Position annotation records
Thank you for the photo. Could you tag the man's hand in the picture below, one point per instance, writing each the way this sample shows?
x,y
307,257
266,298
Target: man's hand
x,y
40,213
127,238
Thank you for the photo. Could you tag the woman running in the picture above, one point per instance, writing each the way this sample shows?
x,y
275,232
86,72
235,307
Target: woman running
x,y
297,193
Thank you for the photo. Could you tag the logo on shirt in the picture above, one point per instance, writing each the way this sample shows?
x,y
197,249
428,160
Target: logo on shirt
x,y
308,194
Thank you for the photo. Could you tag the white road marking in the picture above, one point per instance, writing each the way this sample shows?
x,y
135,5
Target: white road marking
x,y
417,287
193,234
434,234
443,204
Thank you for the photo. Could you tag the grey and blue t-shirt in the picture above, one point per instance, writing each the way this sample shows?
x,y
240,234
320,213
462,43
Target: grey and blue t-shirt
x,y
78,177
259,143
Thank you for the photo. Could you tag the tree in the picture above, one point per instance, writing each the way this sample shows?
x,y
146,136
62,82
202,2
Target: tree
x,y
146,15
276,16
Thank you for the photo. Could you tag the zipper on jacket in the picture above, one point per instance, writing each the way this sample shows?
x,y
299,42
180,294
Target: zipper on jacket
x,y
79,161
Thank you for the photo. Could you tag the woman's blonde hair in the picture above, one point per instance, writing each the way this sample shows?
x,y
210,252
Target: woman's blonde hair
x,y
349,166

Written instruction: Reproduce each entry above exactly, keeping every word.

Exercise output:
Thank you for the photo. Could you tag the man's hand in the picture below, one point per instance, writing each the way this sample shows?
x,y
307,257
266,298
Target: man's hand
x,y
40,213
127,238
Thank you for the photo. Could you tag the woman running in the picture above, one point per instance, writing each the way this sample shows?
x,y
275,232
86,72
235,307
Target: woman running
x,y
297,193
Thank you for the photo. Could you tag the logo on shirt in the picture above, one point per instance, writing each the way this sample shows?
x,y
197,249
428,160
Target: logo on shirt
x,y
308,194
Thank you for the photo. Could you tag the white road marking in the picture above, one point per instance, writing each the way this sample shows?
x,y
135,5
Target: white road marking
x,y
417,287
193,234
434,234
443,204
Thank you for the photo. Could you tag the grey and blue t-shirt in the picture above, one point per instance, writing each the way this sample shows?
x,y
240,234
320,213
462,43
Target: grey and blue t-shirt
x,y
78,177
259,143
Thank you for the photo. Could you tag the tree in the picture above, one point per instance, writing each the way this sample shows?
x,y
146,136
62,82
202,2
Target: tree
x,y
146,15
276,16
Thank you for the photo. Could you tag the zipper on jacket in the picture above, one point per instance, writing each the way this sample shows?
x,y
299,42
180,294
Target: zipper on jacket
x,y
79,161
Thank you for the photo. Could you tag the woman's blonde hair in the picture above, one point per instance, writing each the way this sample shows?
x,y
210,252
Target: woman's blonde hair
x,y
349,166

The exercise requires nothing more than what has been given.